Task to carry out: Report every line in the items below that contains the word "provides", copying each such line in full.
--- BEGIN Dataset records ---
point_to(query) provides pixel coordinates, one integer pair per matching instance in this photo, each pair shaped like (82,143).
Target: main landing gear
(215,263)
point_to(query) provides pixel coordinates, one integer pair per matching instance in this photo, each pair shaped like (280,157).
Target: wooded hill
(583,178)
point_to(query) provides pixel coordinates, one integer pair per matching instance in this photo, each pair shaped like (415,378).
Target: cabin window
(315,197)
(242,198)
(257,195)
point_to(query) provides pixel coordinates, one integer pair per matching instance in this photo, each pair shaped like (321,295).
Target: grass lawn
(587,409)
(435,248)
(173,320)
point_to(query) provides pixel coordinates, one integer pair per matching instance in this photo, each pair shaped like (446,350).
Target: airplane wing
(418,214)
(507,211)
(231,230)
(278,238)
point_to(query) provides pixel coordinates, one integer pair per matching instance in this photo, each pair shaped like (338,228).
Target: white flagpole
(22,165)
--- END Dataset records ---
--- BEGIN Dataset records ---
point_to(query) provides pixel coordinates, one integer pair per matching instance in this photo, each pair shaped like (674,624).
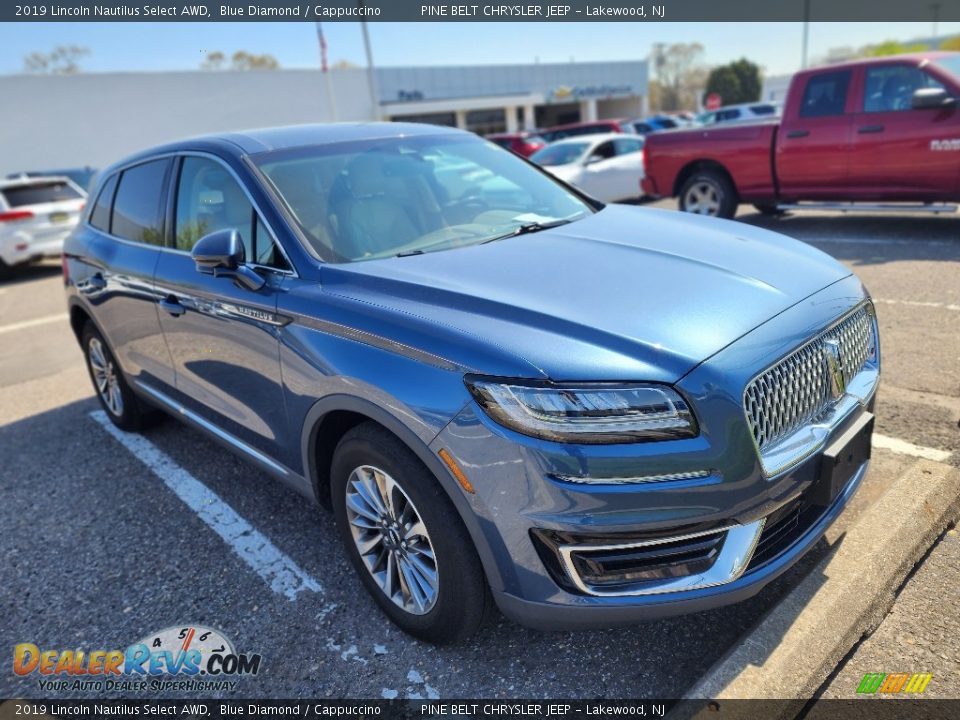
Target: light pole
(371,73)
--- END Dataset records ---
--- BEGIN Dataset records ---
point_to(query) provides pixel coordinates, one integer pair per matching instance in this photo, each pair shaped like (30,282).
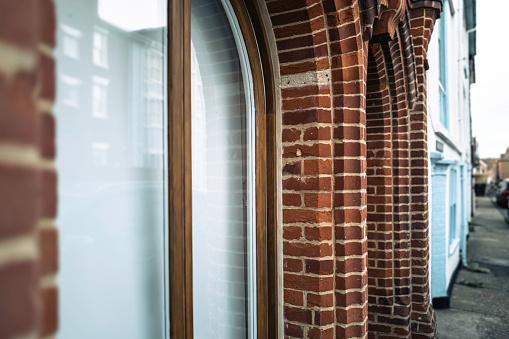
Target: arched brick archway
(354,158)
--- END Dataset records ---
The completed task:
point_to(query) provides pixel coordinates, one integer pair per matching instance in this photo, each pair shaped like (82,143).
point_to(query) provides pixel coordinates, one integer pair per matching instance in this photo, each pair shaped like (280,157).
point_to(query) provides pixel coordinates, one integer pair per matching instance in this photo, each pair shaped like (415,378).
point_to(query) provides pixel coordinates, one integer pair per matching instance in this photo, each pair shaped like (321,295).
point_to(query) provides pixel coordinates, one integer pair per matching instance in this photo, each pair shaped like (446,350).
point_to(query) provides pixel coordinates, one integer pair per matching instance in this photo, each pair shaped like (338,228).
point_to(query) provides pixel coordinates, one integer pair per matching instance in this photo, each pair shaped like (674,624).
point_to(query) provides pixel coordinates, one integer pair per matching instance in this photo, each pair shaped like (30,282).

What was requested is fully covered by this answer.